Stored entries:
+++++

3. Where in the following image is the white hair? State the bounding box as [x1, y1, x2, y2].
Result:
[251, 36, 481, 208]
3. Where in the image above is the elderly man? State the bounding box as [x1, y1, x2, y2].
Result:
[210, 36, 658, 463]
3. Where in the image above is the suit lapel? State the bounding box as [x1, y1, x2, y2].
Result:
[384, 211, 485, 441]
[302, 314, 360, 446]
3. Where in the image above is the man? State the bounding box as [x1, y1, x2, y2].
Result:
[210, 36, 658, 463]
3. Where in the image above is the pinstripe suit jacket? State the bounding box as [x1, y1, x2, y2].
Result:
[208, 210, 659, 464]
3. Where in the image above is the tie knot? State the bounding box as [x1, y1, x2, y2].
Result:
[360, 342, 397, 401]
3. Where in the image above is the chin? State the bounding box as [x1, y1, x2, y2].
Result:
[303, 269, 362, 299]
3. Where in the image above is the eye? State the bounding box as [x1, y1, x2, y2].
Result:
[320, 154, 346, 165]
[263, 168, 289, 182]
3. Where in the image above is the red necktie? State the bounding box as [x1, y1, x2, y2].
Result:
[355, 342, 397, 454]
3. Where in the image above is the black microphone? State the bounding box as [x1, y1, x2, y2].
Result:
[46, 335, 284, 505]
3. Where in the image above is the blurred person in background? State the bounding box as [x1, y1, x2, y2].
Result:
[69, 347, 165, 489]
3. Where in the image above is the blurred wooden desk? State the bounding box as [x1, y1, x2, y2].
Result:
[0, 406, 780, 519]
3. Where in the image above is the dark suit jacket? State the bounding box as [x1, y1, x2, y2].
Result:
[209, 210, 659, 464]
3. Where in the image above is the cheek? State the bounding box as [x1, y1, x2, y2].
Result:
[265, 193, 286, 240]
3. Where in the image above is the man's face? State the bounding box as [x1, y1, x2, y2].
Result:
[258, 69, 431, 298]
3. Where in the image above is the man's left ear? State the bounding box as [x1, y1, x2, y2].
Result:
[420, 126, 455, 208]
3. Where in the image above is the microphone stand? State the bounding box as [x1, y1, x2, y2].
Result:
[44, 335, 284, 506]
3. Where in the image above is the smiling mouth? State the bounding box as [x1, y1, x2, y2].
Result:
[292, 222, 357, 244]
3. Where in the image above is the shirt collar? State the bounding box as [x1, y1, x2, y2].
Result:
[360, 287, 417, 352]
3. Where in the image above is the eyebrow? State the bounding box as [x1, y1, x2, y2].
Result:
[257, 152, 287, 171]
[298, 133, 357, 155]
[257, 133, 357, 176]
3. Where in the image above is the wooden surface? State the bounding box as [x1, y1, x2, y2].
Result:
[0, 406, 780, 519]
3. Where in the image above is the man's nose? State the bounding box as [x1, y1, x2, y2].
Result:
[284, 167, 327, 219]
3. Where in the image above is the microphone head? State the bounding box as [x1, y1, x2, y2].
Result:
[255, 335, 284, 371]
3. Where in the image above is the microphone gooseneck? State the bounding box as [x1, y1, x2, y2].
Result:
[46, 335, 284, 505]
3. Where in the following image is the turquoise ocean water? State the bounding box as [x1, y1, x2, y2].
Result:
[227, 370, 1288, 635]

+++++

## DIRECTIVE
Write out the stored entries without any change, from the line containing "3. Where in the image above is the microphone gooseneck?" through the last line of the entries, both ends included.

## ANSWER FOR THIS EXERCISE
3. Where in the image above is the microphone gooseneck? State the bounding box as [x1, y1, x2, y2].
Result:
[46, 335, 284, 505]
3. Where in the following image is the turquoise ocean water? State the bounding box as [x1, y1, x2, y2].
Result:
[227, 370, 1288, 635]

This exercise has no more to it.